··· Page extract ···
# Project Real-time Finance

_(ENG)_
**Objective:** To analyze stocks data from IBOVESPA and create a time series model that could predict in short or mid-term the stocks' price based on historical data, such as:

1. Stocks' history.
2. Quarterly results (Q4).
3. News.

_(PT-BR)_
**Objetivo:** Analisar os dados de ativos da IBOVESPA e criar um modelo de times series que possa prever a curto ou médio prazo o preço das ações com base em dados históricos da empresa, tais como:

1. Valores dos ativos historicamente.
2. Resultados trimestrais (TRI).
3. Notícias.

## 1.1. Imports

In [89]:
# Data Wrangling
import pandas as pd
import numpy as np
import os
import time
import datetime 

# datasets of finance
import yfinance as yf

# webscrapping and manipulating endpoints
import requests
from bs4 import BeautifulSoup as BS

# Data visualization
import dash
from matplotlib import pyplot as plt
import seaborn

## 1.2. Functions

In [285]:
def parse_pt_date(date_string):
    """
    Description:
        Parses a date-time string with Portuguese month names and returns a datetime object in the 
        ISO format 'YYYY-MM-DDTHH:MM:SS'.

    Attributes:
        date_string (str): A string containing the date-time in the format 'dia mês ano hora:minuto:segundo + ou - offset'.
    
    Returns:
        date_object (datetime): A datetime object with the date-time information in ISO format. 
        E.g.: the format is like this: 'Seg, 21 Out 2013 22:14:36 -0200'
    """
    
    MONTHS = {'jan': 1, 'fev': 2, 'mar': 3, 'abr': 4,  'mai': 5,  'jun': 6,
          'jul': 7, 'ago': 8, 'set': 9, 'out': 10, 'nov': 11, 'dez': 12}
    
    FULL_MONTHS = {'janeiro': 1,  'fevereiro': 2, u'março': 3,    'abril': 4,
               'maio': 5,     'junho': 6,     'julho': 7,     'agosto': 8,
               'setembro': 9, 'outubro': 10,  'novembro': 11, 'dezembro': 12}


    date_info = date_string.lower().split()
    if date_info.count('de') == 2 or len(date_info) == 3:
        if ',' in date_info[0]:
            date_string = date_string.split(',')[1]
        date_info = date_string.lower().replace('de ', '').split()
        day, month_pt, year = date_info
        if len(month_pt) == 3:
            month = MONTHS[month_pt]
        else:
            month = FULL_MONTHS[month_pt]
        date_iso = '{}-{:02d}-{:02d}'.format(year, int(month), int(day))
        date_object = datetime.datetime.strptime(date_iso, '%Y-%m-%d')
        return date_object
    else:
        _, day, month_pt, year, hour_minute_second, offset = date_info

        if offset.lower() == 'gmt':
            offset = '+0000'
        offset_signal = int(offset[0] + '1')
···
* Objective 1 *
Return every line in the records below that contains the string "water", treating uppercase and lowercase letters as different.
··· Provided data ···
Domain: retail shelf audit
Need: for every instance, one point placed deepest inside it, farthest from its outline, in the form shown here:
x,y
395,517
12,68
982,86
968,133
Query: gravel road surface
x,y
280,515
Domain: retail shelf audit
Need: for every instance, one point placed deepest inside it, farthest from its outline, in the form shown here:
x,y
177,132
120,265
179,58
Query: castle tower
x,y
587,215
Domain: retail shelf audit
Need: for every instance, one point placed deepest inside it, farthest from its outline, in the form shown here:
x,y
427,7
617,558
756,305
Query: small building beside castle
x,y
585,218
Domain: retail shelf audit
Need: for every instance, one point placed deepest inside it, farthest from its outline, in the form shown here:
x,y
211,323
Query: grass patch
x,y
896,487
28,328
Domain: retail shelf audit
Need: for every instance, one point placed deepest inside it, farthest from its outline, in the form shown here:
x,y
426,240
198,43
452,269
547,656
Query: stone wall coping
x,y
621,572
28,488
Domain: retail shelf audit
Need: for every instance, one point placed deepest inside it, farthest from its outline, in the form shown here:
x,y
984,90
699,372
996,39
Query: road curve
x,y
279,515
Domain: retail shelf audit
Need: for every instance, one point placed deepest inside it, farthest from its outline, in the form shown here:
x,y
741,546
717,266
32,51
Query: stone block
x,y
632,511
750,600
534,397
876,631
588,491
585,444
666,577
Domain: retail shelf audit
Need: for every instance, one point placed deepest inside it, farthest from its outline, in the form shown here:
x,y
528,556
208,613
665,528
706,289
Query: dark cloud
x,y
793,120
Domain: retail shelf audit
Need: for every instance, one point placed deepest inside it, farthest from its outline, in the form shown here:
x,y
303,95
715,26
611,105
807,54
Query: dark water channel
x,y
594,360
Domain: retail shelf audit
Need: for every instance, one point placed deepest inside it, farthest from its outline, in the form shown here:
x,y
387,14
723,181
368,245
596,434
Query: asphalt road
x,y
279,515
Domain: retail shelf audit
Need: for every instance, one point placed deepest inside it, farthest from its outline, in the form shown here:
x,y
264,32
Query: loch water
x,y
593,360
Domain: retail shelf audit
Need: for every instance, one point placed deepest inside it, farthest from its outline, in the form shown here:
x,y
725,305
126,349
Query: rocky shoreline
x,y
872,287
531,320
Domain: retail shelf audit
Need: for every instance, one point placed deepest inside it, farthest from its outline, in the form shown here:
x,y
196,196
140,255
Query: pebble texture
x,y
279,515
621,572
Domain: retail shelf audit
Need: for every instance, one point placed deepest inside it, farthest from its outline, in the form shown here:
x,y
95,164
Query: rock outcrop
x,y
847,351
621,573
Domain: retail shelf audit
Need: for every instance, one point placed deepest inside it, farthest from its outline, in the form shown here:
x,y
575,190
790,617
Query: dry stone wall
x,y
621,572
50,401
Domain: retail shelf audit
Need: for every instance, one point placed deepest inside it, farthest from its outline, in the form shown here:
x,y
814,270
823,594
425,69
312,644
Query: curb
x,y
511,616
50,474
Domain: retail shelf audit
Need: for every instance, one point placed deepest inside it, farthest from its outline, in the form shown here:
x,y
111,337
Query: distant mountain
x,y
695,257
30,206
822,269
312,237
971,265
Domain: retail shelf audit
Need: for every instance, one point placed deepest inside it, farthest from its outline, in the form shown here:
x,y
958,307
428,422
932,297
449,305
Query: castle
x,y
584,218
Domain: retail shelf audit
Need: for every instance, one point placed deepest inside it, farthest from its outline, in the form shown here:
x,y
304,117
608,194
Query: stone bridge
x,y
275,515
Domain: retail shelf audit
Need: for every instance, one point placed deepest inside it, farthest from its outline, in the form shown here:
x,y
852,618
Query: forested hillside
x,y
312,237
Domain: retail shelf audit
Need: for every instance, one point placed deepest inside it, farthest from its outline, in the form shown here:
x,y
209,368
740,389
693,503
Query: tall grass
···
* Objective 2 *
According to the objective on the finance project page above, what three kinds of historical data should the model base its predictions on?

* Complete answer 1 *
Query: dark water channel
Query: loch water

* Complete answer 2 *
Stocks' history, quarterly results (Q4), and news.